- _Source extract_:
In [None]:
import numpy as np 
import pandas as pd 
import matplotlib.pyplot as plt
import seaborn as sns
from IPython.display import display

In [None]:
data = pd.read_csv("../input/tabular-playground-series-jun-2022/data.csv")
sample_submission = pd.read_csv("../input/tabular-playground-series-jun-2022/sample_submission.csv")

In [None]:
data.info(max_cols=10)

In [None]:
data.head()

In [None]:
sample_submission.head()

In [None]:
cat_cols = data.nunique()[data.nunique()<25].index
num_cols = list(data.nunique()[data.nunique()>25].index)
num_cols.remove("row_id")
print(f"categorical columns count: {len(cat_cols)}, numerical columns count:{len(num_cols)},row id count:1, total columns count:{len(data.columns)}")

In [None]:
for col in num_cols:
    data[col] = data[col].astype(np.float32)
for col in cat_cols:
    data[col] = data[col].astype(np.int16)


In [None]:
print(f"total null values count: {data.isnull().sum().sum()}, total null categorical values count: {data.isnull().sum().loc[cat_cols].sum()}, total null numerical values count: {data.isnull().sum()[num_cols].sum()}")

In [None]:
display(pd.DataFrame(data.isnull().sum()[data.isnull().sum()>0].index.to_numpy().reshape(5,11)))
pd.DataFrame(data.isnull().sum()[data.isnull().sum()>0].values.reshape(5,11))

In [None]:
plt.figure(figsize=(15,5))
data.isnull().sum()[data.isnull().sum()>0].plot(kind="bar")
plt.title("null value counts");

In [None]:
def show_na(df):
    figsize=(12,6)
    plt.figure(figsize=figsize)
    sns.heatmap(df[num_cols].isnull(),yticklabels=False,cbar=False,cmap='viridis')
    plt.show()
    print(df.isnull().sum())
show_na(data)

In [None]:
data[num_cols].describe().T.sort_values("mean").style.bar(subset=["mean"]
                                                         ).background_gradient(
                                                                                subset=["mean"],cmap="viridis"
                                                            ).background_gradient(
                                                                                    subset=["std"],cmap="viridis"
                                                                                 )

- _Set task 1_: List every line in the rows below that contains the word "dark".

- _Labeled-object pointing entries_:
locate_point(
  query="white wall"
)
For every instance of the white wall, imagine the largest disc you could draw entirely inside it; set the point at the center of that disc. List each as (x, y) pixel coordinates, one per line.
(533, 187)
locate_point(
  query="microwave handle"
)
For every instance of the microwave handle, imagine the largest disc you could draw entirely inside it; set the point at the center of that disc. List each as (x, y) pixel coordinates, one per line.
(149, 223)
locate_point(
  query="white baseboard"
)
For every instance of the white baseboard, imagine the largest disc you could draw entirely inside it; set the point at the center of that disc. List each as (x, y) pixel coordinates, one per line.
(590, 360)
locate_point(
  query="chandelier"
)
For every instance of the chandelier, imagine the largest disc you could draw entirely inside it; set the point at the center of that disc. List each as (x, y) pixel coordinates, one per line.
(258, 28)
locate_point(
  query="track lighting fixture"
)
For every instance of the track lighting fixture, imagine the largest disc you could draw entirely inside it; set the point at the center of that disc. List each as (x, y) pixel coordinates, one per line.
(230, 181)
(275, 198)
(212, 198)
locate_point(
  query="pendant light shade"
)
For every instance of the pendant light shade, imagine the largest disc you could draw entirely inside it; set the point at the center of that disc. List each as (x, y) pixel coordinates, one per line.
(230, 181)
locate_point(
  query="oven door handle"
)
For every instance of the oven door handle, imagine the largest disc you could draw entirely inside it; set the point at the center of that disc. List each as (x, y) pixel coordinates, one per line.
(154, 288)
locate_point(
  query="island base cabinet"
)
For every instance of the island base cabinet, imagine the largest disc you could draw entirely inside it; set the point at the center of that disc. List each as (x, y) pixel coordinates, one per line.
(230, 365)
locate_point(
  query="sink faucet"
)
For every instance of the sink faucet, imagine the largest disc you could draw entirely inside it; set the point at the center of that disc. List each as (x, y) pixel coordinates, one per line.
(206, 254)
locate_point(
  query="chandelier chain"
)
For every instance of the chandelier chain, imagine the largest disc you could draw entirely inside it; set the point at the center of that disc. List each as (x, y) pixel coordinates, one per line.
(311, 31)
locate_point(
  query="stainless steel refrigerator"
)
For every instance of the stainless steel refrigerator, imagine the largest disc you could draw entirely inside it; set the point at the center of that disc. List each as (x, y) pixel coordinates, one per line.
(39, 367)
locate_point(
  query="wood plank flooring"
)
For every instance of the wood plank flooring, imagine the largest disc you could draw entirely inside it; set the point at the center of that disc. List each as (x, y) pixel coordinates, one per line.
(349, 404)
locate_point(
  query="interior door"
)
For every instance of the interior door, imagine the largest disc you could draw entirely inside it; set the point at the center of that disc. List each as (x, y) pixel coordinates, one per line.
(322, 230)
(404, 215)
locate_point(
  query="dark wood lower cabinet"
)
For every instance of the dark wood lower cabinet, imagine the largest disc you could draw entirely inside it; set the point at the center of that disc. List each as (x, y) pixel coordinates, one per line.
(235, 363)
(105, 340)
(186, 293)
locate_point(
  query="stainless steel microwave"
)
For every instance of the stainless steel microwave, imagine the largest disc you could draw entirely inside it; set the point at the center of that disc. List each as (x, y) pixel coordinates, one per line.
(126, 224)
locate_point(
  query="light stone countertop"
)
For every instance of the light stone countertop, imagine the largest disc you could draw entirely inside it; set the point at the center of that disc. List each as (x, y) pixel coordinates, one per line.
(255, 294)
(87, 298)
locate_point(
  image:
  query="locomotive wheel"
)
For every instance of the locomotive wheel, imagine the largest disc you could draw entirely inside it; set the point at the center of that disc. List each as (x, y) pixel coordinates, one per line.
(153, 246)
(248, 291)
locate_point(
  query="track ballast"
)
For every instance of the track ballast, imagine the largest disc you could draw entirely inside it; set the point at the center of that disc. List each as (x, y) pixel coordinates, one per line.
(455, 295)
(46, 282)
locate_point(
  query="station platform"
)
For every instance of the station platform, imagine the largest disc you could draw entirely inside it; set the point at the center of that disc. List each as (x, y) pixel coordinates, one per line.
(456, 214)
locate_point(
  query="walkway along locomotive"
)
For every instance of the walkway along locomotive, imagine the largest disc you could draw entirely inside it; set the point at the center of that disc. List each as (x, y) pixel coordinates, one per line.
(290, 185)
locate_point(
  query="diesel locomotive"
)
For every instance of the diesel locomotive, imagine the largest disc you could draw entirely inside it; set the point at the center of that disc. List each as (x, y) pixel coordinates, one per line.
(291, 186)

- _Set task 2_: In the notebook code above, which column is removed from the list of numerical columns?

- _Correct result 1_:
  query="dark wood lower cabinet"
For every instance of the dark wood lower cabinet, imagine the largest disc you could draw entirely inside it; set the point at the center of that disc. List each as (x, y) pixel coordinates, one per line.

- _Correct result 2_: The "row_id" column.